--- Start RECORDS FOR PROCESSING ---

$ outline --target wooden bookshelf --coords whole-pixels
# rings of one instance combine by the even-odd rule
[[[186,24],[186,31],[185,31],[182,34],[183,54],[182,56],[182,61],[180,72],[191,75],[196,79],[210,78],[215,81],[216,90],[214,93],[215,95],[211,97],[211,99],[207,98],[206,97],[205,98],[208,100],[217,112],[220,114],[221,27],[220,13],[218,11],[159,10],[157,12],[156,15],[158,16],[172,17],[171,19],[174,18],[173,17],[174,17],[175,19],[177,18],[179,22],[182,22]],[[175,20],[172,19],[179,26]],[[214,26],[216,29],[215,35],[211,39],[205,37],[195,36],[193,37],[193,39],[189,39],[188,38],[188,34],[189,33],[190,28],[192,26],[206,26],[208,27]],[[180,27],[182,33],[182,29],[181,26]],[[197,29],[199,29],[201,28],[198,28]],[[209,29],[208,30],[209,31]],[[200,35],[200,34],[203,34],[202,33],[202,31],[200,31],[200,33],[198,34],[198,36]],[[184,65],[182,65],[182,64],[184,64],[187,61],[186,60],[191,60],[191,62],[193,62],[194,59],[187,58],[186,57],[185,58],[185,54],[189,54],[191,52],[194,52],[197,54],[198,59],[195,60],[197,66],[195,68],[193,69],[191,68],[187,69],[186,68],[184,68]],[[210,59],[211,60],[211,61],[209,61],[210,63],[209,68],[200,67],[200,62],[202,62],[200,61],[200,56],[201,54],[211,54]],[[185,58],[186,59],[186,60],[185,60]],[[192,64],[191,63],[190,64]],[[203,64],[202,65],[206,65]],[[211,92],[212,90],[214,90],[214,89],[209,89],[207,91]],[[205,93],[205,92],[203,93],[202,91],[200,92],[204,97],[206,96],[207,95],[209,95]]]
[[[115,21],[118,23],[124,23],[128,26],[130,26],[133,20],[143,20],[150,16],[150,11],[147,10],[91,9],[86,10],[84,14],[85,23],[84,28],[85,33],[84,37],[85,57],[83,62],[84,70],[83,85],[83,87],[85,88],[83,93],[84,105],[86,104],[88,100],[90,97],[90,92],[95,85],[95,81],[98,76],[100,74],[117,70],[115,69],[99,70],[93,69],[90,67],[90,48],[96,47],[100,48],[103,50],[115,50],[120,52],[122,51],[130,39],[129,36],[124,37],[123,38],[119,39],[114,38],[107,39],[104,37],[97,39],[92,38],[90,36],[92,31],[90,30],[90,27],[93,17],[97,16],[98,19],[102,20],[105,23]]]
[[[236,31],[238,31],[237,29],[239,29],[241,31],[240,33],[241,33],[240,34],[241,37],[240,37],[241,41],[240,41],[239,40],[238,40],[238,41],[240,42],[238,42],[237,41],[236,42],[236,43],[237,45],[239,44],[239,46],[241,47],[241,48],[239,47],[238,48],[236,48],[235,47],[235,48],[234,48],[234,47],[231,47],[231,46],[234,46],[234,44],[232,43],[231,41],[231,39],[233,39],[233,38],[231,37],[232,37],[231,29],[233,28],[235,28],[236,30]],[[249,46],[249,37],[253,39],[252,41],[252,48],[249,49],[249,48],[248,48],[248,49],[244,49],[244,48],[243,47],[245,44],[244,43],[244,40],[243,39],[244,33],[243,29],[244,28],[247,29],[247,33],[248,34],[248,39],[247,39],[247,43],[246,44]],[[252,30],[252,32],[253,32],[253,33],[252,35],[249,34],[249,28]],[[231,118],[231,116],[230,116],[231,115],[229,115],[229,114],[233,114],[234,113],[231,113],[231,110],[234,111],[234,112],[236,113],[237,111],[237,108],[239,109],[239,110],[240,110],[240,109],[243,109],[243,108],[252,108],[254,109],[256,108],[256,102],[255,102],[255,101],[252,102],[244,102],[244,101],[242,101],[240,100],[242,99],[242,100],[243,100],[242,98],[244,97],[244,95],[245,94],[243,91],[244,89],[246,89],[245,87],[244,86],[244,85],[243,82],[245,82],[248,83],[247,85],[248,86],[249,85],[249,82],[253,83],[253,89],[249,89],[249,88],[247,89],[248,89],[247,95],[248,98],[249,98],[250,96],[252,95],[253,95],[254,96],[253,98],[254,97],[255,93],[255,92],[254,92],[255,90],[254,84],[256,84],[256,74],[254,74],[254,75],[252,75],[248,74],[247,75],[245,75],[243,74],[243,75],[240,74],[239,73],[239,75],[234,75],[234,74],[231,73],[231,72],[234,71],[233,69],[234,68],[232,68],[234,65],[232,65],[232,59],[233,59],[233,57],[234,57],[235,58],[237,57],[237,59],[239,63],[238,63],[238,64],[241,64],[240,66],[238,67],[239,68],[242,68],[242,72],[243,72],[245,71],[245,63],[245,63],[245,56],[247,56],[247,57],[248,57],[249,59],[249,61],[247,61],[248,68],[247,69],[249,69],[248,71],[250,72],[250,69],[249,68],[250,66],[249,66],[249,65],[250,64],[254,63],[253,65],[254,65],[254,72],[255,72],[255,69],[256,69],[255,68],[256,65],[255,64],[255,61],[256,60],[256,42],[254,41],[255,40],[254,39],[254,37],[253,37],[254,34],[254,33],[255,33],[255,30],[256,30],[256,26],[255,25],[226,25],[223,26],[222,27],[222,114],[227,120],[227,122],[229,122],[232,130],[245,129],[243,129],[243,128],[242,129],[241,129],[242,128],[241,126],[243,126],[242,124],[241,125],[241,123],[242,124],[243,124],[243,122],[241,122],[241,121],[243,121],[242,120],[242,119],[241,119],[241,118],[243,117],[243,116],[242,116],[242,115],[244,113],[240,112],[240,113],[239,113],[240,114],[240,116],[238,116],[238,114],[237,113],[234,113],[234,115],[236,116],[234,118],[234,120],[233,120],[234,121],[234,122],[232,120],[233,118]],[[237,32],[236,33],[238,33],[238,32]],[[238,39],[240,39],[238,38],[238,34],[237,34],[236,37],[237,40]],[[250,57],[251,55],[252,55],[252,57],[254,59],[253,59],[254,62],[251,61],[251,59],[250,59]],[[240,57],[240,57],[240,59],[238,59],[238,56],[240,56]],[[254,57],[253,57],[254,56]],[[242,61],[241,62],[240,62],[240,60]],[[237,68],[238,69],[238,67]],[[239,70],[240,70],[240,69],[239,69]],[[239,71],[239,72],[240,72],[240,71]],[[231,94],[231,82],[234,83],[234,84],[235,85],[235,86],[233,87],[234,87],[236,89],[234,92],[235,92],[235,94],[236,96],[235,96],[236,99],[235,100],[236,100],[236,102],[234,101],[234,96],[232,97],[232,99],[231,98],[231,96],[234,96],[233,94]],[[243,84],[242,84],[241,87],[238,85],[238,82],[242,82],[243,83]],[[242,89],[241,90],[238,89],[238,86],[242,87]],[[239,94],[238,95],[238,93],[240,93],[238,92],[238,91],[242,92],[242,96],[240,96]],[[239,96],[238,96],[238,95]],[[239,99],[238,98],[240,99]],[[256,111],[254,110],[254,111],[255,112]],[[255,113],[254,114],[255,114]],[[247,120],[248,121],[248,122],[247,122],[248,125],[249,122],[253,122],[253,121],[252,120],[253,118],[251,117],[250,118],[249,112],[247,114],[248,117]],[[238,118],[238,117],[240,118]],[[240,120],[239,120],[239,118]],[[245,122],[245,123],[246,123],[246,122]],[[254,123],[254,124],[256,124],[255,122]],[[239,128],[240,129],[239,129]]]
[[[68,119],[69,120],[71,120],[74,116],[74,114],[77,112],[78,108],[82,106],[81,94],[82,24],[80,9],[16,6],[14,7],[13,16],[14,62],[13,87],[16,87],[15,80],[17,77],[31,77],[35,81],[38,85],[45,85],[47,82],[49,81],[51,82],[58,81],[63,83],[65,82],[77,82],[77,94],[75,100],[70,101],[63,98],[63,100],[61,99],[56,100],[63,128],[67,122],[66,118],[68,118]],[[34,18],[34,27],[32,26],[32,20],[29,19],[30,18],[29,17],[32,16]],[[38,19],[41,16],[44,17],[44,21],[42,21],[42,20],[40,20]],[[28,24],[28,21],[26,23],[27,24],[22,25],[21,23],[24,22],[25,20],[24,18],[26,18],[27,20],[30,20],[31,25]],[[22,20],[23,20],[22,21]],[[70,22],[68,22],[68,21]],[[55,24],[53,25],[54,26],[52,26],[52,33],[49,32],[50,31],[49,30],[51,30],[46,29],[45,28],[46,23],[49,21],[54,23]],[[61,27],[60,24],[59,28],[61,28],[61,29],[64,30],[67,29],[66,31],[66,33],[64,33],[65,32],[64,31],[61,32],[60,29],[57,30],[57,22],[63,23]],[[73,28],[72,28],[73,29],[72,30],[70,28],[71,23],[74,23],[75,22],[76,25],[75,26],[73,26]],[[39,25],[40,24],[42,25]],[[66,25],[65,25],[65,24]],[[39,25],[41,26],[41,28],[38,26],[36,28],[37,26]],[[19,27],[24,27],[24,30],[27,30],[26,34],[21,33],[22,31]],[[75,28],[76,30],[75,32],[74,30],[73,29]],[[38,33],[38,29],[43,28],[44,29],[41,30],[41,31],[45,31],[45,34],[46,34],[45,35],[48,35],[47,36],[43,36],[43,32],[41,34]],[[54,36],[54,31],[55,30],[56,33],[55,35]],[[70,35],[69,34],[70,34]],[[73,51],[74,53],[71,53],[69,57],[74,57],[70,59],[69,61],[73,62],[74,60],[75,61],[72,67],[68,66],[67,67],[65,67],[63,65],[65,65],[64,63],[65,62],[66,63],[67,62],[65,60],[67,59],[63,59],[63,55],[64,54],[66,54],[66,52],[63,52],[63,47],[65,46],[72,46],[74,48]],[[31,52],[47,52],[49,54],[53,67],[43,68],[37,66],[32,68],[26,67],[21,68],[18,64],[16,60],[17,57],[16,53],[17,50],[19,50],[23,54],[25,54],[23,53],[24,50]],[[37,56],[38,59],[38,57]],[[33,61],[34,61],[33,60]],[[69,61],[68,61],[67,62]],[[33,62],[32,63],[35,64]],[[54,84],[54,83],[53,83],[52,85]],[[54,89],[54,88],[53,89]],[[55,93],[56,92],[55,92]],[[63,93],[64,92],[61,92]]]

--- End RECORDS FOR PROCESSING ---

PROMPT: Return the material verbatim from its first line through the line containing "# rings of one", including both of those lines.

FINAL RESULT:
$ outline --target wooden bookshelf --coords whole-pixels
# rings of one instance combine by the even-odd rule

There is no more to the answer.